━━━━━ Records ━━━━━
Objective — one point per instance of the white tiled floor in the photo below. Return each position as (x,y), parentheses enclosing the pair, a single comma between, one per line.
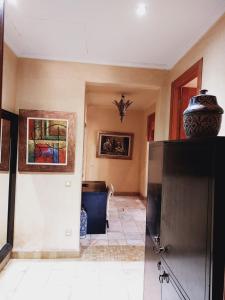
(126,224)
(71,280)
(103,272)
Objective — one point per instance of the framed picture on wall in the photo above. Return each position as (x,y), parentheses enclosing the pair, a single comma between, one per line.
(116,145)
(46,141)
(4,144)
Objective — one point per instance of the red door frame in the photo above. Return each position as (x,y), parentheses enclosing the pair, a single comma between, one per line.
(151,127)
(175,104)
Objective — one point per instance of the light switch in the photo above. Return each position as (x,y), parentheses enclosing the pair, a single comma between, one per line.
(68,232)
(68,183)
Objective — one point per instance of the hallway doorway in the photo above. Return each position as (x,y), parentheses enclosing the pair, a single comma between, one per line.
(182,89)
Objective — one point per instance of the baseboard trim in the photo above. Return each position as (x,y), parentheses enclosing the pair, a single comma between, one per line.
(45,254)
(137,194)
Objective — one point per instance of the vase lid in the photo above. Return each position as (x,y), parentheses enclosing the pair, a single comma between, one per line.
(203,102)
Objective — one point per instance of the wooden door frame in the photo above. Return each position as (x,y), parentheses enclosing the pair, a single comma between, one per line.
(13,118)
(175,105)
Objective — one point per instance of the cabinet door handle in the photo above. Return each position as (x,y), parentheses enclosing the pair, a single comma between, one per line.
(159,250)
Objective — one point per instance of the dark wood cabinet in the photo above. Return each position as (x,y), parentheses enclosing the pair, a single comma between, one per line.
(190,240)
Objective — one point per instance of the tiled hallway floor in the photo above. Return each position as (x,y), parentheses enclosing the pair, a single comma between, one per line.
(126,224)
(102,272)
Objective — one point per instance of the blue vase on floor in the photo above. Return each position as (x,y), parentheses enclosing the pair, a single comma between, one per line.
(83,223)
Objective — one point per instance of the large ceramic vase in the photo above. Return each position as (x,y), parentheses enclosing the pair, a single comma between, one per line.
(83,223)
(203,116)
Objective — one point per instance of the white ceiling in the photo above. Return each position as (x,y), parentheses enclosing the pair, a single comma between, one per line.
(103,95)
(108,32)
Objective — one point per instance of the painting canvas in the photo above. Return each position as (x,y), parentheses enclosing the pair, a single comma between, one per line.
(115,145)
(47,141)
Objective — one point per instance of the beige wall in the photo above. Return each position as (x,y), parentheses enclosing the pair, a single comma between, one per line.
(45,208)
(212,48)
(144,156)
(123,174)
(9,79)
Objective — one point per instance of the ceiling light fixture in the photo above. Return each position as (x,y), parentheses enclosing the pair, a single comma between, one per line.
(122,106)
(141,9)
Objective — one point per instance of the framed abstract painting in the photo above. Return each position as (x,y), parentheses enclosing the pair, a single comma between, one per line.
(46,141)
(116,145)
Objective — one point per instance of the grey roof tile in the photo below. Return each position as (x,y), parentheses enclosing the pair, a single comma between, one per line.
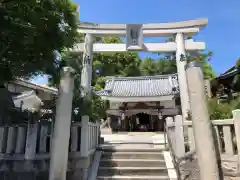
(142,86)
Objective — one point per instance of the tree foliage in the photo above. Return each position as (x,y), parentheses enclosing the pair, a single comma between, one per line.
(31,32)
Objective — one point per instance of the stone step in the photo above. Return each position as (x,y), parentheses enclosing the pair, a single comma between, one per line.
(132,178)
(132,163)
(129,171)
(133,147)
(133,155)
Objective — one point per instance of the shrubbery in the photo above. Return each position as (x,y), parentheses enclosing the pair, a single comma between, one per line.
(222,110)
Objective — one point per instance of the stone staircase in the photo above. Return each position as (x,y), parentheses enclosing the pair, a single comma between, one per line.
(132,163)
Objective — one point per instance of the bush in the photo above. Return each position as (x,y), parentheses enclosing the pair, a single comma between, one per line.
(219,111)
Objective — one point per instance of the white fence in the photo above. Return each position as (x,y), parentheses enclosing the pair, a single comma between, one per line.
(226,133)
(34,140)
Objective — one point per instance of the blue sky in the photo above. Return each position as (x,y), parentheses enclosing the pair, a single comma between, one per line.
(221,35)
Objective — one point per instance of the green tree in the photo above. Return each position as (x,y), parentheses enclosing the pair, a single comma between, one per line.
(148,67)
(31,33)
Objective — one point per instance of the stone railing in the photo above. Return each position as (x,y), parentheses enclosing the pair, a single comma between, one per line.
(226,132)
(34,140)
(27,148)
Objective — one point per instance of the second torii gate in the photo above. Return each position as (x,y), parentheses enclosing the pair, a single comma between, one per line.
(135,34)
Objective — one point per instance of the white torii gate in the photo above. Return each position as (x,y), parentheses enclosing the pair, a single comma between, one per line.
(135,34)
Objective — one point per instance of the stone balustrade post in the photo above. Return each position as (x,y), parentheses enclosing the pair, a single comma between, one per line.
(179,136)
(21,138)
(31,141)
(61,133)
(202,126)
(84,145)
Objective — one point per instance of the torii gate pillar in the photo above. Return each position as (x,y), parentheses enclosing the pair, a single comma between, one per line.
(181,63)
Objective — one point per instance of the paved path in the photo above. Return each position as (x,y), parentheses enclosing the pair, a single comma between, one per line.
(141,138)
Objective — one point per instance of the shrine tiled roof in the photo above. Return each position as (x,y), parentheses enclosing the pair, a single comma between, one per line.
(141,86)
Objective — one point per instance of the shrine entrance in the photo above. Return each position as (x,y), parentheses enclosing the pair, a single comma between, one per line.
(135,35)
(143,122)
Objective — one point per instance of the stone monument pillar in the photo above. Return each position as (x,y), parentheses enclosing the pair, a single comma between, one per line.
(61,133)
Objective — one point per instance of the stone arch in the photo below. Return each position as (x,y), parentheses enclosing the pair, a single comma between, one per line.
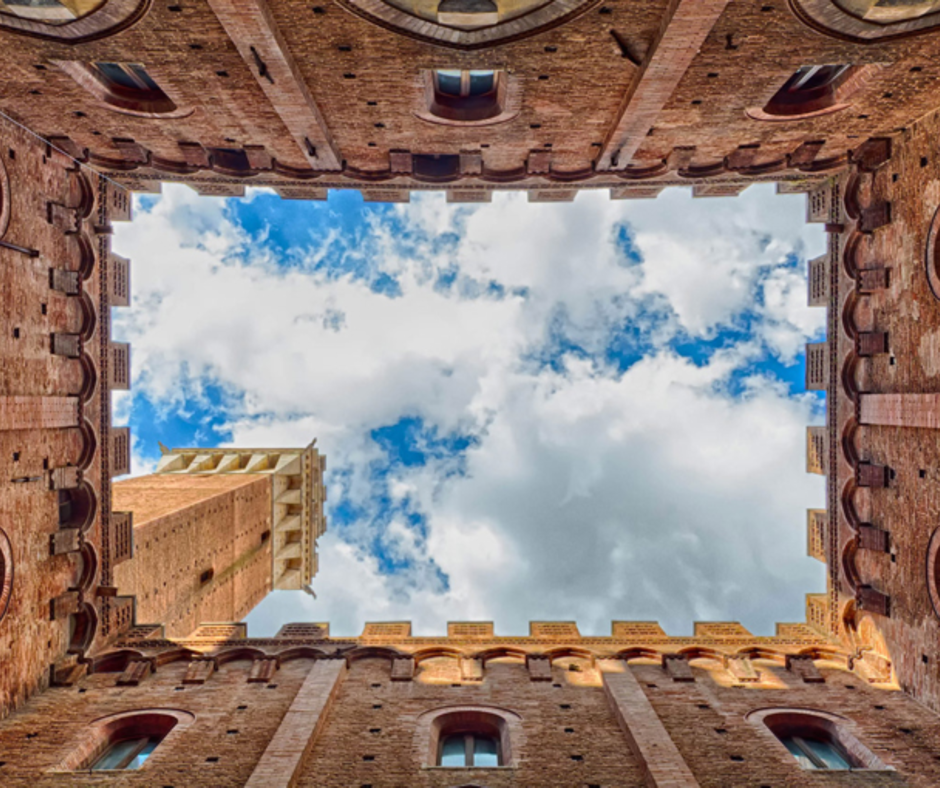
(89,316)
(82,507)
(933,571)
(89,444)
(6,573)
(373,652)
(300,652)
(437,651)
(759,652)
(541,19)
(638,652)
(832,18)
(104,20)
(175,655)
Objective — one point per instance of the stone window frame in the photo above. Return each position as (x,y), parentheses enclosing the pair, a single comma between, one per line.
(826,17)
(932,255)
(434,724)
(783,720)
(120,100)
(508,100)
(101,733)
(109,19)
(834,98)
(6,573)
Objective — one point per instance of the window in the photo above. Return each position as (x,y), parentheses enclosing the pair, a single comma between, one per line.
(813,751)
(124,87)
(126,740)
(817,740)
(53,12)
(469,749)
(466,95)
(470,737)
(126,754)
(810,89)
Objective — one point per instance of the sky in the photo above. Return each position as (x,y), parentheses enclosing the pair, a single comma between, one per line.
(587,412)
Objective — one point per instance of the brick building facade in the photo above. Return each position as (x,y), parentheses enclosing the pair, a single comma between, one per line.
(100,641)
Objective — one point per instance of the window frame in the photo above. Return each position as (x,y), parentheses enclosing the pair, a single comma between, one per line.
(816,725)
(501,103)
(148,99)
(142,742)
(793,101)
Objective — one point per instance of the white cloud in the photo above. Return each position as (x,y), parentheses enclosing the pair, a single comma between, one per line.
(590,494)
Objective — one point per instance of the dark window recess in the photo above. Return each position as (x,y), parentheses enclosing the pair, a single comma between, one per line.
(129,86)
(233,160)
(809,89)
(443,167)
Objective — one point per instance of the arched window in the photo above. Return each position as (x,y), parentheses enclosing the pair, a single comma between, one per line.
(470,748)
(124,741)
(126,753)
(466,95)
(470,737)
(810,89)
(129,86)
(818,740)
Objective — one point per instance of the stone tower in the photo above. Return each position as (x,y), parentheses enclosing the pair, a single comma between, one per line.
(215,530)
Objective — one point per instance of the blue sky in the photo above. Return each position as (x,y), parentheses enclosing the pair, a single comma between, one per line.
(586,411)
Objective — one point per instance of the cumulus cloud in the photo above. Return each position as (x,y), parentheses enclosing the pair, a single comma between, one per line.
(577,460)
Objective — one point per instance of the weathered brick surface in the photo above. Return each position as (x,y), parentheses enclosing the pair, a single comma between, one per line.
(896,445)
(184,526)
(44,424)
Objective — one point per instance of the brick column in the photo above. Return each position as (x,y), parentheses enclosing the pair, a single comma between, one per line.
(38,413)
(901,410)
(649,740)
(285,754)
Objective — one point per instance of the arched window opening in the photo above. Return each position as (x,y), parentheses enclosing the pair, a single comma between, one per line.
(469,749)
(470,737)
(818,741)
(50,12)
(129,86)
(123,87)
(6,573)
(810,89)
(887,12)
(466,95)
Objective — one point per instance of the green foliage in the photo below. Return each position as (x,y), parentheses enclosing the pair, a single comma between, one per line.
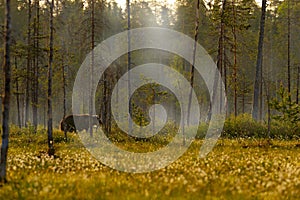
(235,169)
(243,126)
(289,110)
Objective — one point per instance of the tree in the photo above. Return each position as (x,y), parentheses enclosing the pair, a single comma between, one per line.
(258,71)
(194,57)
(92,68)
(6,98)
(51,150)
(28,70)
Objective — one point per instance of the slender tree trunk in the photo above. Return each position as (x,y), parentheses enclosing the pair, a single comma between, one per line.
(36,68)
(298,85)
(6,97)
(194,57)
(28,77)
(289,51)
(18,95)
(258,70)
(129,61)
(220,64)
(64,99)
(221,51)
(51,150)
(235,58)
(92,70)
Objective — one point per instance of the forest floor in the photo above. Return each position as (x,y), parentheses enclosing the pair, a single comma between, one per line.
(235,169)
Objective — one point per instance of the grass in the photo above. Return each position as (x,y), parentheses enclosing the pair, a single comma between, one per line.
(235,169)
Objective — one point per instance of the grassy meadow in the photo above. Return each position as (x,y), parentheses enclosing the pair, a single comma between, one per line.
(235,169)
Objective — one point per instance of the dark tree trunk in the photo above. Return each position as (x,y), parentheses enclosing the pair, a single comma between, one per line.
(298,85)
(129,60)
(235,58)
(220,64)
(194,57)
(28,70)
(289,50)
(257,83)
(221,51)
(92,70)
(64,99)
(51,150)
(36,68)
(6,97)
(18,96)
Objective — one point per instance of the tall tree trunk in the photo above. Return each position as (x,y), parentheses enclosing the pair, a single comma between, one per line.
(298,85)
(51,150)
(6,97)
(220,63)
(64,99)
(289,49)
(129,61)
(28,70)
(221,51)
(36,67)
(194,57)
(259,61)
(92,70)
(18,95)
(235,58)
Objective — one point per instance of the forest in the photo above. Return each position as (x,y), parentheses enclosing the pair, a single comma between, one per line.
(245,117)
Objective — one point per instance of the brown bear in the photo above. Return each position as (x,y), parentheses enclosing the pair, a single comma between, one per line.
(82,122)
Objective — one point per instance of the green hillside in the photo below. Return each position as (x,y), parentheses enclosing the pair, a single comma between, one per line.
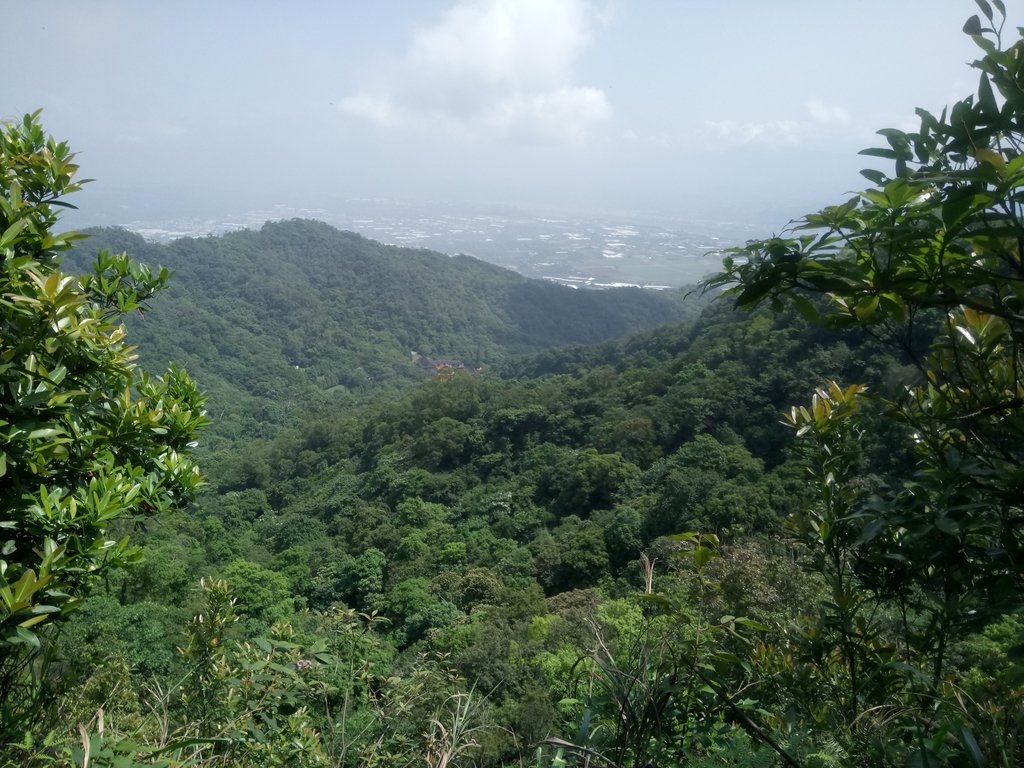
(278,323)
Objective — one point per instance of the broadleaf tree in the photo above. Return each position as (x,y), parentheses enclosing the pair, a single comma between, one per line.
(86,437)
(930,259)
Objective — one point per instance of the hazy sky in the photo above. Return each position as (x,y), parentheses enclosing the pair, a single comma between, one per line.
(687,108)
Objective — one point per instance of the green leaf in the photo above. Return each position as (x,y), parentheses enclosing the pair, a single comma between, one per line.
(12,231)
(971,747)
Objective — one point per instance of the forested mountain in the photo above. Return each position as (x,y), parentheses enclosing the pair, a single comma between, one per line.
(788,536)
(276,323)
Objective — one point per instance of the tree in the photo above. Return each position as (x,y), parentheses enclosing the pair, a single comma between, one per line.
(87,438)
(930,258)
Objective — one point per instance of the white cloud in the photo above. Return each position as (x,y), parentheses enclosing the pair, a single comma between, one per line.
(785,131)
(827,114)
(375,108)
(737,132)
(494,68)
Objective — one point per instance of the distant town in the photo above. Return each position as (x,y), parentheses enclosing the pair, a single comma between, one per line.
(583,251)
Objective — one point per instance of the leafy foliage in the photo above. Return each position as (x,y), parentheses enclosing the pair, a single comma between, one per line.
(88,439)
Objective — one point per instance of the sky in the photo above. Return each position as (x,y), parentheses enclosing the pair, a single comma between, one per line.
(687,109)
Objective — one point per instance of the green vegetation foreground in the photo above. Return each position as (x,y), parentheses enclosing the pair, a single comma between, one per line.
(614,558)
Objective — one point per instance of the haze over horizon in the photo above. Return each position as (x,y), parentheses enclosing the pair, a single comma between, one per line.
(684,110)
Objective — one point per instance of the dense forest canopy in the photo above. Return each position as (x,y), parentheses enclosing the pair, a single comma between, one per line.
(782,537)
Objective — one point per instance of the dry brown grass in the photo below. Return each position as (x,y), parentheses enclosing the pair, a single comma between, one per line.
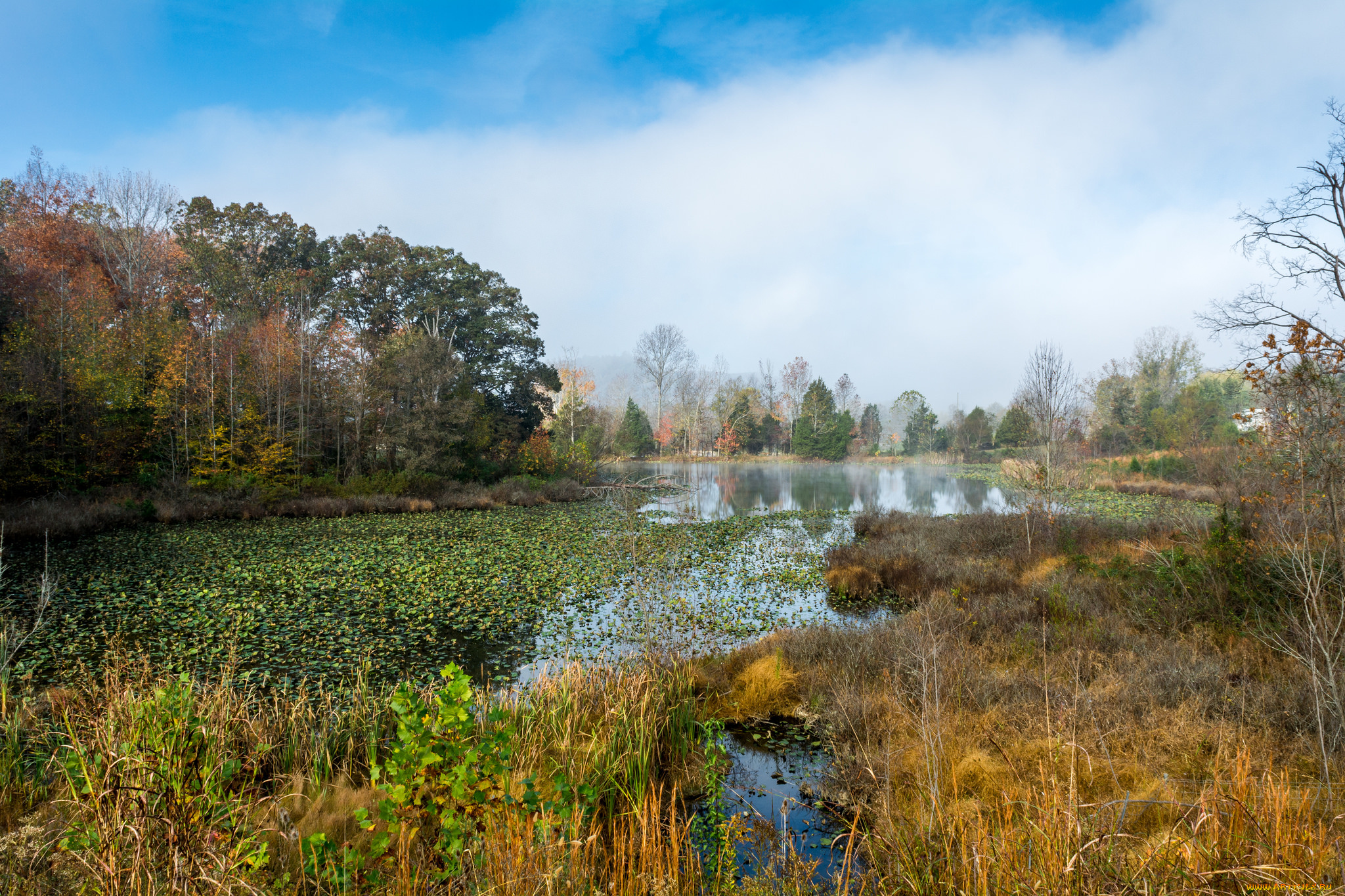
(1180,490)
(990,736)
(759,687)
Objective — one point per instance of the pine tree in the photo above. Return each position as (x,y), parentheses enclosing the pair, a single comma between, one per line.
(1016,429)
(635,437)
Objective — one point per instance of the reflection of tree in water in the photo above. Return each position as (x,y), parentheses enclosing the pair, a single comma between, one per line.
(975,495)
(821,488)
(728,489)
(920,490)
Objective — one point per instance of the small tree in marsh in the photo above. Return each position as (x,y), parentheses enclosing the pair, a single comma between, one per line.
(1049,396)
(871,427)
(975,429)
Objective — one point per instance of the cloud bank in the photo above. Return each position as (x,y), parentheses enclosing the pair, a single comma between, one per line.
(914,217)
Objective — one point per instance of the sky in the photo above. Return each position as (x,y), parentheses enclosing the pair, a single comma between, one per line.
(914,194)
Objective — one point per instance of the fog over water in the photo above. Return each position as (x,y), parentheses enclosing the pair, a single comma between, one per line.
(721,490)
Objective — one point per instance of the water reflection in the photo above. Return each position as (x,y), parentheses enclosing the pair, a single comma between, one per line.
(726,489)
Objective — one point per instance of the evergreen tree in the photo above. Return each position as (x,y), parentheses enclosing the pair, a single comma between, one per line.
(920,430)
(635,437)
(975,429)
(821,431)
(871,427)
(1016,429)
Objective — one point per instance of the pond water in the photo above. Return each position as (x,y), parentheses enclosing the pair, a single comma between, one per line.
(721,490)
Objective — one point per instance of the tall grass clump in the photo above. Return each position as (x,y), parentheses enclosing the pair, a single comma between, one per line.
(136,782)
(1106,712)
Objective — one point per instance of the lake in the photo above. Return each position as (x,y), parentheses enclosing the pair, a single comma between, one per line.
(721,490)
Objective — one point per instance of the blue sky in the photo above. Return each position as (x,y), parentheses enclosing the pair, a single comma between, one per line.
(912,194)
(81,73)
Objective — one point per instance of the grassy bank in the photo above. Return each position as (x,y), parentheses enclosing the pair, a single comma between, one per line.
(1103,714)
(139,782)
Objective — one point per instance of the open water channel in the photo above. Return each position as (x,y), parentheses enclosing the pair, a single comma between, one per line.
(720,490)
(778,766)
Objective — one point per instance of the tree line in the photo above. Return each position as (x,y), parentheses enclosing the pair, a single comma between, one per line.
(146,337)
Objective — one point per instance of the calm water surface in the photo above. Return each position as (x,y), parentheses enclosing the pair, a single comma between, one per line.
(721,490)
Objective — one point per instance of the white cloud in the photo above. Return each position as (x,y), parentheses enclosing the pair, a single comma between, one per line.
(914,217)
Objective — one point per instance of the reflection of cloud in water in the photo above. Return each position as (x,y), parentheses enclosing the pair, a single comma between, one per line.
(725,489)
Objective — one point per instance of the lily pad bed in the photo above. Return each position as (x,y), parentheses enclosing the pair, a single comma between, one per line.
(1116,505)
(304,598)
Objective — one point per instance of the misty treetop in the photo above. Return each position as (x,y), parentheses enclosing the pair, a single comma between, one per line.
(146,337)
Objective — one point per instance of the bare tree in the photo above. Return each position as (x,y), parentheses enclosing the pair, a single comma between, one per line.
(848,398)
(133,214)
(1301,241)
(663,359)
(1165,360)
(768,386)
(902,412)
(794,385)
(1051,396)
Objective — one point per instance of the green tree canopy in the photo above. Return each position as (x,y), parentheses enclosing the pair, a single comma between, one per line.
(635,436)
(1016,430)
(920,429)
(821,431)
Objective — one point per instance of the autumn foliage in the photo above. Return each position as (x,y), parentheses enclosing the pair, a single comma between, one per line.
(146,339)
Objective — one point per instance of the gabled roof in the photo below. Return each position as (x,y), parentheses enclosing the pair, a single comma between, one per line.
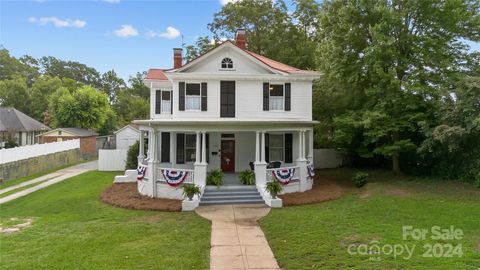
(80,132)
(156,74)
(159,74)
(14,120)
━━━━━
What to do
The lines to repeat run from the line containing "Objective — one point per instance of the bare" through the last line of the material above; give them exactly, without the pictures.

Output below
Objective — one point per instance of the bare tree in the photo above. Return each position as (x,y), parentheses enclosing the pair, a single comma between, one per line.
(848,398)
(133,214)
(1301,241)
(663,359)
(1165,360)
(768,386)
(902,412)
(794,385)
(1051,396)
Objective — one point per instance of the green tree canopy in the photo above. Return each position as (x,y), parentheses enclosing the pair, a single comma between, one per line.
(635,436)
(1016,430)
(920,429)
(821,431)
Objective — one point per instance of the autumn foliage in the photo above. Return each position as (x,y), parentheses enclosing the pair, a single comma between, one per line.
(146,339)
Objective — one point per instance of the gabled roof in the photo below. Return each position as (x,y), parentheses enclosing the pair, a single comma between, one per line.
(80,132)
(156,74)
(159,74)
(14,120)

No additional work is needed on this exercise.